**TASK DIRECTIONS**
Rescale the stretch from the start of the records through the line containing "138), (6, 134)]]", repeating every line, including the requests, but multiplying each coordinate in the answer outlines by 1.95 and rounding to whole numbers, with halves rounded up. Keep all other numbers unchanged and leave the pictures out.

_ _ _ _ _ _ _

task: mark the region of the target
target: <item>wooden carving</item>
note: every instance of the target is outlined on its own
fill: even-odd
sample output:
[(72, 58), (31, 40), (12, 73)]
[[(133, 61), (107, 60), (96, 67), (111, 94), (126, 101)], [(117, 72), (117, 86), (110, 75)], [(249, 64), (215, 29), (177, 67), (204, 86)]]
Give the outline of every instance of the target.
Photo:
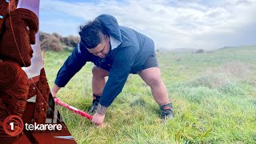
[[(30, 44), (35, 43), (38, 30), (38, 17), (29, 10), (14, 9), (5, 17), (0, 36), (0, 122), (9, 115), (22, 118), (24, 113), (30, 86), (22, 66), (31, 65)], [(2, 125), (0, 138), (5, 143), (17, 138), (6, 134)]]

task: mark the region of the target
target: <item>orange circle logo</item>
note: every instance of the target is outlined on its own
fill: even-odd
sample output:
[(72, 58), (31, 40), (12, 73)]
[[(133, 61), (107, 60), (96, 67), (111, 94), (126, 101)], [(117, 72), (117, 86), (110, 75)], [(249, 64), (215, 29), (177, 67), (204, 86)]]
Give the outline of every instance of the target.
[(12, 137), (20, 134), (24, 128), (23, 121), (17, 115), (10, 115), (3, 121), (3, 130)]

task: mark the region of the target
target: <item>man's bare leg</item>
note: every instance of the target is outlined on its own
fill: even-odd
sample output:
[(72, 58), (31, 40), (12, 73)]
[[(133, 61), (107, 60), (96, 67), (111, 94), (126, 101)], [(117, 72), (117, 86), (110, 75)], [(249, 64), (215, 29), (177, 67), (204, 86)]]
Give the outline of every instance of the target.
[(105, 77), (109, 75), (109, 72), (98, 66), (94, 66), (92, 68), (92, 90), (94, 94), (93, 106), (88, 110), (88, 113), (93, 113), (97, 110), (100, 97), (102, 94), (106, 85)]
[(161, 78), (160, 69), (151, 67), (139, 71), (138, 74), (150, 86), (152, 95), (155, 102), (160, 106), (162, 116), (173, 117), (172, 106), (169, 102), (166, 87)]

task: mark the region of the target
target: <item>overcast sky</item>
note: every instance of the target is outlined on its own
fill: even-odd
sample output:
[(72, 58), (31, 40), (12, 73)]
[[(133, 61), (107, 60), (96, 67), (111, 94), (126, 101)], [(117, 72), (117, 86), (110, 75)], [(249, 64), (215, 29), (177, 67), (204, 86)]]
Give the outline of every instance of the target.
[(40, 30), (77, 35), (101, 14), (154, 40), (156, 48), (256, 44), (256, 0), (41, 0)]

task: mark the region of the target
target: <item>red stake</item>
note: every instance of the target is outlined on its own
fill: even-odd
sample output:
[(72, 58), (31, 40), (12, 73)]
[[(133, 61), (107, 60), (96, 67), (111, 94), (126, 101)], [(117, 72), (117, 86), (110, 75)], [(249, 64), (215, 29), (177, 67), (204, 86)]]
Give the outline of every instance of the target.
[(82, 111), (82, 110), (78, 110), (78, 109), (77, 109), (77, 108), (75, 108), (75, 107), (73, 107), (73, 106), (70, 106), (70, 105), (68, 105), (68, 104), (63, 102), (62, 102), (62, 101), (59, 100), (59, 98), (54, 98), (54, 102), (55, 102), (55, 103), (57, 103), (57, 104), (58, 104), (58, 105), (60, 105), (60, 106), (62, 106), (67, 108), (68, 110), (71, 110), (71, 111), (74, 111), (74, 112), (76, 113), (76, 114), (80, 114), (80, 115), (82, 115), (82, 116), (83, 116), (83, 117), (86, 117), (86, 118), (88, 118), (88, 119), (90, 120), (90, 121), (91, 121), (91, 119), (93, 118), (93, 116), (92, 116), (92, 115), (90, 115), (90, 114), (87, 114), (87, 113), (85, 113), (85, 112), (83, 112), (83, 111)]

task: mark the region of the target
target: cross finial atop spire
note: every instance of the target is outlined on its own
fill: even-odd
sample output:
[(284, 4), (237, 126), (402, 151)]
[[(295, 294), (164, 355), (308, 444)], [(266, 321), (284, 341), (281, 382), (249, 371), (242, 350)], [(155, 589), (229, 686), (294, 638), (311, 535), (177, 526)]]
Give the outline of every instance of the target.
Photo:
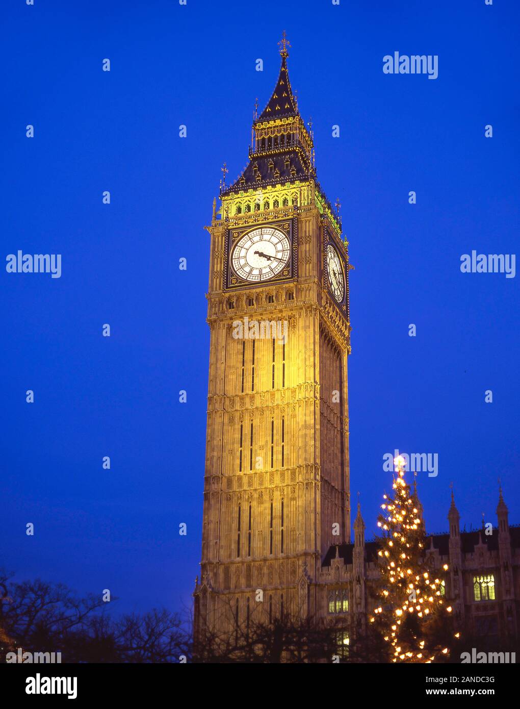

_ _ _ _ _ _ _

**TASK RESPONSE**
task: mark the region of the target
target: <item>wooden carving</item>
note: every instance of the target is outlined on its own
fill: even-odd
sample output:
[(72, 58), (31, 40), (12, 73)]
[[(133, 61), (107, 60), (96, 67), (111, 94), (126, 101)], [(117, 72), (117, 86), (110, 75)], [(249, 64), (215, 29), (177, 67), (204, 86)]]
Give the outline of every instance of the target.
Photo:
[[(59, 86), (68, 84), (74, 59), (74, 33), (57, 20), (27, 18), (10, 33), (0, 70), (0, 238), (18, 224), (43, 230), (47, 220), (59, 168), (43, 129), (60, 127)], [(4, 244), (0, 269), (10, 279), (33, 269), (12, 261)]]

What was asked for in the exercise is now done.